> **TASK INSTRUCTIONS**:
From the post on race and public education below, return the passage from "Since this article's" up to and including "in the country.", copied word for word.

═══ PASSAGE FOR REVIEW

Monday, February 3, 2014
How Education Is Lived in America
In 2000, The New York Times featured a summer-long series, “How Race Is Lived in America”. Through interviews, this groundbreaking series chronicled race relations in American society. If readers had hoped to find good news, quickly they met disappointment. The newspaper’s bleak findings detail Americans who reflect on experiences growing up apart from friends because of race; others give remarkable accounts of confronting the racial divide in housing, entertainment, law, sports, and medicine.
The series attempted to re-examine race relations in every aspect of American life, yet it omitted any significant discourse on race in education. New York City is the nation’s largest public school system. Its student population totals 1.1 million, yet remains nearly 85% non-white. Unfortunately, it does not take an article to realize that white parents are not sending their children to public schools. In both Chicago and New York City, my experience teaching has made the reasons clear: inadequate funding, the bureaucratic infrastructure, low student expectations, and other problems posed by the pedagogy of poverty have created a failed public education system. Those who can avoid this nightmare, pay the money to send children to private schools. The juxtaposition of race and class disadvantages force low-income, students of color to endure the hardships of New York public education.
Since this article's first submission in 2007, others have incited public discourse around alternatives to public education, namely charter schools and elite private schools. Waiting for Superman provides a tear jerking look into the competitive struggle for entry into coveted charter schools caused by "No Child Left Behind" policies. Tonight CNN will broadcast American Promise, a story about two boys' journey through one of the most elite schools in the country.

══════
═══ GIVEN DATA

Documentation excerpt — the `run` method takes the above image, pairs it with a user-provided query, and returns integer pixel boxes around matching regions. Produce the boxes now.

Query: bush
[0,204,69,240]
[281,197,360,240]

══════

> **EXERCISE SOLUTION**:
Since this article's first submission in 2007, others have incited public discourse around alternatives to public education, namely charter schools and elite private schools. Waiting for Superman provides a tear jerking look into the competitive struggle for entry into coveted charter schools caused by "No Child Left Behind" policies. Tonight CNN will broadcast American Promise, a story about two boys' journey through one of the most elite schools in the country.